● **Exercise**
Every line of the entries below that carries the string "outline" should be copied.

BEGIN Exercise input

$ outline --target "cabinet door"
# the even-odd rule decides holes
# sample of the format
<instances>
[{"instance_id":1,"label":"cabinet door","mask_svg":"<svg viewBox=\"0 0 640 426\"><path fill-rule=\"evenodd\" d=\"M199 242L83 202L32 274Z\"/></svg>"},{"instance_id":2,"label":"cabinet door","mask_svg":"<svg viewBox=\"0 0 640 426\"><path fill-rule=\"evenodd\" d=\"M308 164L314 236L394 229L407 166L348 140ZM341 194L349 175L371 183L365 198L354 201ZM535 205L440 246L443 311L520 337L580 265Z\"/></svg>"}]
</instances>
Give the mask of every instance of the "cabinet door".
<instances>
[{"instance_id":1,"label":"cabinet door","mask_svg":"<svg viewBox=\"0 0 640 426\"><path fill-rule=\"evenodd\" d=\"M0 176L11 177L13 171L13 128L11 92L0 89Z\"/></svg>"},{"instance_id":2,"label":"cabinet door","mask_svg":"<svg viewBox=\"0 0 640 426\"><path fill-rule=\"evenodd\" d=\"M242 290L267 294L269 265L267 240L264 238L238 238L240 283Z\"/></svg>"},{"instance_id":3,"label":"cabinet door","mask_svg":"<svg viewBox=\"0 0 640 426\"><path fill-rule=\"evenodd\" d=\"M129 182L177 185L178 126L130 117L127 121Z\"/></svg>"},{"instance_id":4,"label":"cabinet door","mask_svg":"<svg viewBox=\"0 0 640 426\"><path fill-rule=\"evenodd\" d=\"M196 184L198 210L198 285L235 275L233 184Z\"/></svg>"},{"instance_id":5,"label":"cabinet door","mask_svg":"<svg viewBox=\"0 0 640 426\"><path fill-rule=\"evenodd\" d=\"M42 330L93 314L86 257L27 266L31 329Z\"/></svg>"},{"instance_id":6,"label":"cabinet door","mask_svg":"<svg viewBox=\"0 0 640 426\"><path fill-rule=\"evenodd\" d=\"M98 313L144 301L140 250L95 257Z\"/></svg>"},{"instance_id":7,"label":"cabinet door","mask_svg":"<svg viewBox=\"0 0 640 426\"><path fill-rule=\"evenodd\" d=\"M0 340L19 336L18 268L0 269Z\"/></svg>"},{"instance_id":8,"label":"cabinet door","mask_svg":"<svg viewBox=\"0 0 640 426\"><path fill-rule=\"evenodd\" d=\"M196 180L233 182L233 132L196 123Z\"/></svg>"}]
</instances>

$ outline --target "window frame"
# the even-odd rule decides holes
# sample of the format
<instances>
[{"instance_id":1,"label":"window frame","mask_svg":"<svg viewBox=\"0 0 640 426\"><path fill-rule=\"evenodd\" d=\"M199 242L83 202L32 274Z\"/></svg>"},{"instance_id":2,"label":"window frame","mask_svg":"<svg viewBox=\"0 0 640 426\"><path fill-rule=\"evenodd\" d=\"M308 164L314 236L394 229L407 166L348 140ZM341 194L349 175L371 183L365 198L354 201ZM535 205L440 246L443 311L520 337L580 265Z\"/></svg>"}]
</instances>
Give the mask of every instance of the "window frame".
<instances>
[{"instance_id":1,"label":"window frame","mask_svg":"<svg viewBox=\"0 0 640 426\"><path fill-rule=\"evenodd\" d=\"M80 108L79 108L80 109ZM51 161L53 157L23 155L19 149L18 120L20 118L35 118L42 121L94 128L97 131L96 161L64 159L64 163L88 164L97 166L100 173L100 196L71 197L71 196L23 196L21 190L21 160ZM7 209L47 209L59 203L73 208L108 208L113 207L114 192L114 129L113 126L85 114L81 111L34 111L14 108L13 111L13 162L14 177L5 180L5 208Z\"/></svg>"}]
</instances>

END Exercise input
BEGIN Exercise input

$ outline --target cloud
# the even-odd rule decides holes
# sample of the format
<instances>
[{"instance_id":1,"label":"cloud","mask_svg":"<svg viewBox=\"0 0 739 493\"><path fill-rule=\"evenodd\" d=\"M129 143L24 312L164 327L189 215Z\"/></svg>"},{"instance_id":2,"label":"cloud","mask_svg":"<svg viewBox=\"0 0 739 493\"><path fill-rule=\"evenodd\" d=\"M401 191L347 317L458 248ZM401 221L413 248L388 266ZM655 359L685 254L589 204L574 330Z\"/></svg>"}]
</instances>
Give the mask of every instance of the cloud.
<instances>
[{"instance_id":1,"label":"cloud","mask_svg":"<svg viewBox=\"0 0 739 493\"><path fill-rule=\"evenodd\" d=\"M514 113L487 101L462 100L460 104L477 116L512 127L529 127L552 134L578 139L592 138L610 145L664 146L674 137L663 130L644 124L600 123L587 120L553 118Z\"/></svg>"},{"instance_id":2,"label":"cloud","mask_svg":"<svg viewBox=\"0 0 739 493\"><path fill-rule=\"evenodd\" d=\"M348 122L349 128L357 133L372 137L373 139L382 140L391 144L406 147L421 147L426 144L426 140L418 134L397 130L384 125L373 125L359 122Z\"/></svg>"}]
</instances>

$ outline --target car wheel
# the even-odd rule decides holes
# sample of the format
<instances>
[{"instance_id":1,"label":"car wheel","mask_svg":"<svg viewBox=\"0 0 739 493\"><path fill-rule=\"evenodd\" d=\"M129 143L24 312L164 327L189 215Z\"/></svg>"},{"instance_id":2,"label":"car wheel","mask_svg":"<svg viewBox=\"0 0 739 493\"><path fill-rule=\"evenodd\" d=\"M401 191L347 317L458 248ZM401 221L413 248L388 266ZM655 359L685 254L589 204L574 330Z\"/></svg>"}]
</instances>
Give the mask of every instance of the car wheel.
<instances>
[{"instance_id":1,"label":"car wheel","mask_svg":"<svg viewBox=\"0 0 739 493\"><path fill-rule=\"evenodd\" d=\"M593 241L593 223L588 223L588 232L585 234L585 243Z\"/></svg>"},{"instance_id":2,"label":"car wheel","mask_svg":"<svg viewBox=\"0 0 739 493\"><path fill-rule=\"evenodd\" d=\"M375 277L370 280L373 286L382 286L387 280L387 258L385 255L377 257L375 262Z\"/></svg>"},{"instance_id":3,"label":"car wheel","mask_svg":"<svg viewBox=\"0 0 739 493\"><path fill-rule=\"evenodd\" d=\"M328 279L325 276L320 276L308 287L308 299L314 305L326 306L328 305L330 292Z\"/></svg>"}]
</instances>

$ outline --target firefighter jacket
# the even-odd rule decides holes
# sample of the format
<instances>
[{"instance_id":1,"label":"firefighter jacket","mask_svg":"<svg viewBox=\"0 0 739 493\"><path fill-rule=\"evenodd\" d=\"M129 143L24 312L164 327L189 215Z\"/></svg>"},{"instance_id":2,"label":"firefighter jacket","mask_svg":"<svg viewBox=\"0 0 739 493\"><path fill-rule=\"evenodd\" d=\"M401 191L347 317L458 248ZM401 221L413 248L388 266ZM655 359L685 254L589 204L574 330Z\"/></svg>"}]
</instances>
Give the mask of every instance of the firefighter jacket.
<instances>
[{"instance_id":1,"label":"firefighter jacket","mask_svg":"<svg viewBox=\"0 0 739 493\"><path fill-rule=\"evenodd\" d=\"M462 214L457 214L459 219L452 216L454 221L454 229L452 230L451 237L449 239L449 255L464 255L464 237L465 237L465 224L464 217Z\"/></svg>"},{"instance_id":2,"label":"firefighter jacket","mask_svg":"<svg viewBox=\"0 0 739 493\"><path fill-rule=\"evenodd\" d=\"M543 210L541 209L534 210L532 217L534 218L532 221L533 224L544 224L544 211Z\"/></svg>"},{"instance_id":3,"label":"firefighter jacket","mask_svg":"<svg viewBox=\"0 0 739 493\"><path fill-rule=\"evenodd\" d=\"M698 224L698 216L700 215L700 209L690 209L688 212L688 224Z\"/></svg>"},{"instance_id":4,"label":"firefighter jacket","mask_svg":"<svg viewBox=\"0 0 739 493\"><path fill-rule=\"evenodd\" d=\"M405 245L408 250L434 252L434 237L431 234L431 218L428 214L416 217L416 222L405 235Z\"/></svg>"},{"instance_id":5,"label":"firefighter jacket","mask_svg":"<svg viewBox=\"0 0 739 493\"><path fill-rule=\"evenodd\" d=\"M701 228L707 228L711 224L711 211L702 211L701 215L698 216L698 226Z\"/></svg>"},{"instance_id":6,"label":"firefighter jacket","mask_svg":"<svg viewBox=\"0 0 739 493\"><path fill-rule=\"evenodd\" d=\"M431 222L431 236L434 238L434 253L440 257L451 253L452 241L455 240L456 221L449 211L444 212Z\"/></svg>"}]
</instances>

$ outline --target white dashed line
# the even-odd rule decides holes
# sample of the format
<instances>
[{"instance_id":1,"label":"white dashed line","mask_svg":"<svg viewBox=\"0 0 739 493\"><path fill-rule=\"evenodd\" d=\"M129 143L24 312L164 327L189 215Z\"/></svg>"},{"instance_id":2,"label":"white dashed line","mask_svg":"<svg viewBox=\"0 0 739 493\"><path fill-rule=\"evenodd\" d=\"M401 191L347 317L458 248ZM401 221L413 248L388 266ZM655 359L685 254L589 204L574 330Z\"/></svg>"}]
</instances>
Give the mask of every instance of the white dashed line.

END Exercise input

● **Solution to this exercise**
$ outline --target "cabinet door"
$ outline --target "window frame"
$ outline --target cloud
$ outline --target car wheel
$ outline --target firefighter jacket
$ outline --target white dashed line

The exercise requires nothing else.